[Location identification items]
BEGIN
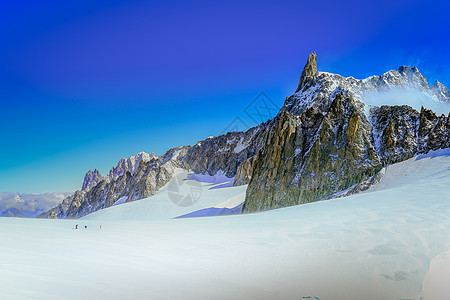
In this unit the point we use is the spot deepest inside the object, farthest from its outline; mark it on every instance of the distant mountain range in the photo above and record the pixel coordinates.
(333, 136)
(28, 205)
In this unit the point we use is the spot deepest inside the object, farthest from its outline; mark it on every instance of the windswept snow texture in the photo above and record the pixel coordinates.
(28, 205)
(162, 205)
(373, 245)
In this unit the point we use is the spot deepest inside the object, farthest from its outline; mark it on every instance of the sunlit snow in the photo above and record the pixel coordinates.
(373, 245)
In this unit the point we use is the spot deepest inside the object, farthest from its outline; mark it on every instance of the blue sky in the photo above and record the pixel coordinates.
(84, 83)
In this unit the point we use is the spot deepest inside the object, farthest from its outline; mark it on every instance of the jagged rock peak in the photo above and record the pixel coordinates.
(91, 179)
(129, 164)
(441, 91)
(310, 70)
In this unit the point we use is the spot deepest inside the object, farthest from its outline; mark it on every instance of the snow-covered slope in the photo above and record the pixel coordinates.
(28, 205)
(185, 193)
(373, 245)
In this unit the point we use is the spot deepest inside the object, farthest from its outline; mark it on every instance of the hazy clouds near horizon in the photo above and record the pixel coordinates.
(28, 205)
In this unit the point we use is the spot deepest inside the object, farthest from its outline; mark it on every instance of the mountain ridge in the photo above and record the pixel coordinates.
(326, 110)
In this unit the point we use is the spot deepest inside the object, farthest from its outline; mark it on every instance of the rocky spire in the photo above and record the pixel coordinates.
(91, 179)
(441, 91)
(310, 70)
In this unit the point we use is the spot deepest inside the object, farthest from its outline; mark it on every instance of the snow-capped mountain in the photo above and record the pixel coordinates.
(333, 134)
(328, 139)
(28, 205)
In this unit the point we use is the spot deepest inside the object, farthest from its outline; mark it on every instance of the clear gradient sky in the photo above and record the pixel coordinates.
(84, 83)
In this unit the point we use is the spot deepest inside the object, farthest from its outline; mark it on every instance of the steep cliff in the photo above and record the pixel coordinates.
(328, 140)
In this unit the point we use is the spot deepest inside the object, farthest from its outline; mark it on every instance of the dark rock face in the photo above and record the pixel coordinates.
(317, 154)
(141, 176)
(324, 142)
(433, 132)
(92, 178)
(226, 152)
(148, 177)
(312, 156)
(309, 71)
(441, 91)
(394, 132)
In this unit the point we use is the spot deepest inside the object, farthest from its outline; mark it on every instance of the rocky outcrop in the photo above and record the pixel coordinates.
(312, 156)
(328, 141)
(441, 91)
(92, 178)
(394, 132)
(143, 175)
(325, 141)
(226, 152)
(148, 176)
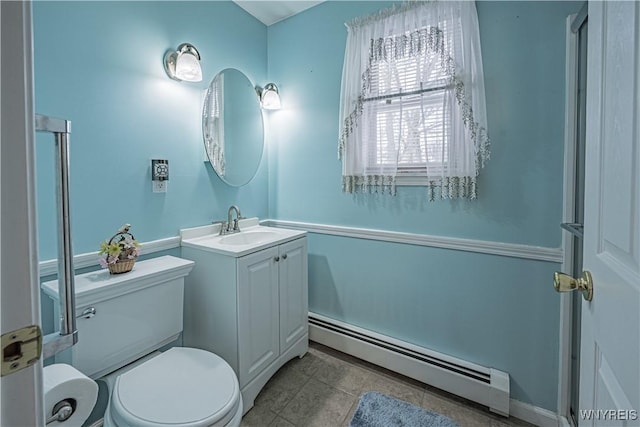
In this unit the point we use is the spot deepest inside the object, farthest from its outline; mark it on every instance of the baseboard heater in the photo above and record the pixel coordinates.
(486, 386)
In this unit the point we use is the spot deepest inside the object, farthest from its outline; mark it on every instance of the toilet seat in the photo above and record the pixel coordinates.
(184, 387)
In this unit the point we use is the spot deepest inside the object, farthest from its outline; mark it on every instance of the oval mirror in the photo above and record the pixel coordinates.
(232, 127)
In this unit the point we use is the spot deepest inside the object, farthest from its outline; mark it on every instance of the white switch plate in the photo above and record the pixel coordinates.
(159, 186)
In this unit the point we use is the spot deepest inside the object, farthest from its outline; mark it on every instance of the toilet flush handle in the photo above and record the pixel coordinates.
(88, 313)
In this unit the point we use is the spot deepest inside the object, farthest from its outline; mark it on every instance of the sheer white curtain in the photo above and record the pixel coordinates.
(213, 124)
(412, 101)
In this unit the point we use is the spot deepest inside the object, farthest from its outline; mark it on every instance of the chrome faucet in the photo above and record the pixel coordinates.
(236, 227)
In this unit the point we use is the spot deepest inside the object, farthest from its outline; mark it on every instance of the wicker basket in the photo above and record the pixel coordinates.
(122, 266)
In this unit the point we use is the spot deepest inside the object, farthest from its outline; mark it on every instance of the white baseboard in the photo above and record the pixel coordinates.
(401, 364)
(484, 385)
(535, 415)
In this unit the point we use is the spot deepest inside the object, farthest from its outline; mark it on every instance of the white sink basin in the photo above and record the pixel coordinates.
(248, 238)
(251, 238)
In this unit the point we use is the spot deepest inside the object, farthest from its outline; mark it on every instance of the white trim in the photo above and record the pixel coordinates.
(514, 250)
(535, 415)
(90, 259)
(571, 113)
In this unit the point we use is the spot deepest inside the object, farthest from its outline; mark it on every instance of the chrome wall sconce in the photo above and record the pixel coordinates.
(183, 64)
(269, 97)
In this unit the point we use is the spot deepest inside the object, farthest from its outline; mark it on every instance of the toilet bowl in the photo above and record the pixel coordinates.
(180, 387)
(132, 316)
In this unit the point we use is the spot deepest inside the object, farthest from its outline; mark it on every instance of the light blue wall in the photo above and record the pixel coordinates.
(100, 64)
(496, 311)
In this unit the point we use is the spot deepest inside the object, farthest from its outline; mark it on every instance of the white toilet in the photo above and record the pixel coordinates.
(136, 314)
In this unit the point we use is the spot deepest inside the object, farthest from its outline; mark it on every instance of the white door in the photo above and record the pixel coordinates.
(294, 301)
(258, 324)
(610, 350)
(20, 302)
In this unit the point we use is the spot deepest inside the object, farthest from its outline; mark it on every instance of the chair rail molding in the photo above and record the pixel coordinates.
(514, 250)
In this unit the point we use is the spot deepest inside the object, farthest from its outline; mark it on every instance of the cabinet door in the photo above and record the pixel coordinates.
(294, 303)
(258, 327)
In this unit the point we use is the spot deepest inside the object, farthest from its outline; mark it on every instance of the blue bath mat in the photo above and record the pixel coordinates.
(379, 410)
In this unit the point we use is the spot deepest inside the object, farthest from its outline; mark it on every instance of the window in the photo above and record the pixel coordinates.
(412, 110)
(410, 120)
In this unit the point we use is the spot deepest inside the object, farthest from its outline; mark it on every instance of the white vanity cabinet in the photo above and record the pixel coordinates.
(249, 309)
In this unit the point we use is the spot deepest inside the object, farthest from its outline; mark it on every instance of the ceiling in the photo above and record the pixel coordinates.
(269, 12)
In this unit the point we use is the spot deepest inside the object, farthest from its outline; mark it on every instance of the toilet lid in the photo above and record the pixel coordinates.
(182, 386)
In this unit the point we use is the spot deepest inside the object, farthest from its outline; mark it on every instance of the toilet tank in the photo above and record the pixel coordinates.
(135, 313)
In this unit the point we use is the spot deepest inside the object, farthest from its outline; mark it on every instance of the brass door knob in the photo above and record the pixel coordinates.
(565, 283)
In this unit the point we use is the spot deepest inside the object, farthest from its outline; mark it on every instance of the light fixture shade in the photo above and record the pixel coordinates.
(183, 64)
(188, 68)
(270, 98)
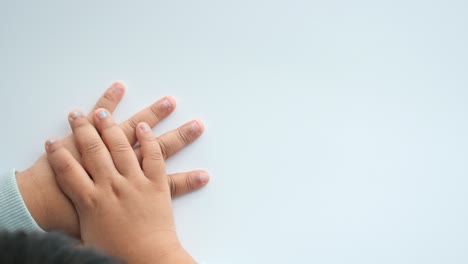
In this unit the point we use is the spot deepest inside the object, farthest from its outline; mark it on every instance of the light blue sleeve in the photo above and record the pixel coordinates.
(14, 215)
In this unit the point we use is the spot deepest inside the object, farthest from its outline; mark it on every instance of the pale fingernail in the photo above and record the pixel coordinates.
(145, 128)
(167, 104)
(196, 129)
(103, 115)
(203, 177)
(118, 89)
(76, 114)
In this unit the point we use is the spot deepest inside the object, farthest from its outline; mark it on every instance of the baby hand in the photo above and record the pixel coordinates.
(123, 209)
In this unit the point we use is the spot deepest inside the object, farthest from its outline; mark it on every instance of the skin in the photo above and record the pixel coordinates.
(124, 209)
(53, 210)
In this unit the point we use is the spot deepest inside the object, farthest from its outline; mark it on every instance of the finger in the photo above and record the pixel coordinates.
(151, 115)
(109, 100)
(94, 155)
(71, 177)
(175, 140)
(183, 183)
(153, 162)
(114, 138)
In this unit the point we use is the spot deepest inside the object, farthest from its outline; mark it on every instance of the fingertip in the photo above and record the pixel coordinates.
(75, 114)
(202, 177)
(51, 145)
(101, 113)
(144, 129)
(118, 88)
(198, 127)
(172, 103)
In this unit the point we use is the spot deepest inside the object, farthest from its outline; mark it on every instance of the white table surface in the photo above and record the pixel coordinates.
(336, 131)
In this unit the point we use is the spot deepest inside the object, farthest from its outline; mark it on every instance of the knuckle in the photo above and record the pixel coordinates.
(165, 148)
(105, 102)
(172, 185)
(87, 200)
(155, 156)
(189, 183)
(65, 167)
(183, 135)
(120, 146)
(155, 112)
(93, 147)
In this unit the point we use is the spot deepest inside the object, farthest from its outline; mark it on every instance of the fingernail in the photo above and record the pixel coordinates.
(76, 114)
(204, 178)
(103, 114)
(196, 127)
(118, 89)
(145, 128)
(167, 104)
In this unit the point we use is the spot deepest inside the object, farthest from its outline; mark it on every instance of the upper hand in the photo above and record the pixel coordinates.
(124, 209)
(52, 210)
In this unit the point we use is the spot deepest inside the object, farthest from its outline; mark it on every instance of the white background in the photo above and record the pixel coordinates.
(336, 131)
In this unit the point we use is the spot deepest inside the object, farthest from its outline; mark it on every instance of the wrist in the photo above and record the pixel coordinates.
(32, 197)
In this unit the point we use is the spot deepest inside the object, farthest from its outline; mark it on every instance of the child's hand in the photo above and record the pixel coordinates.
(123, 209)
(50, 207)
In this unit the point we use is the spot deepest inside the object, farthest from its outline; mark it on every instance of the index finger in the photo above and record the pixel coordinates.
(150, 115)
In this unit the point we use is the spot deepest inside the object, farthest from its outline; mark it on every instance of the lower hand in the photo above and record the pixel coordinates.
END
__Aim of the task__. In the records above, find the line containing "of the wrist"; please retype it and every line after it through the last line, exactly and with nothing else.

__Written answer__.
In this unit the point we use is the spot deepest inside the object, farthest from its outline; mark it on every instance of the wrist in the photo above and record the pixel coordinates.
(32, 197)
In this unit the point we use is the spot deepest inside the object, farthest from its outline; mark it on every instance of the child's hand in the photo above and record the pixel coordinates.
(123, 209)
(50, 207)
In this unit the point we use is the spot deepest inside the object, farthest from its outline; mark it on every instance of the index finger in the photo above and record the pixel coordinates.
(150, 115)
In this unit the point we use is the spot deepest inside the object, farthest from its outline; mark it on every instance of the lower hand in the photo above and record the pixel coordinates.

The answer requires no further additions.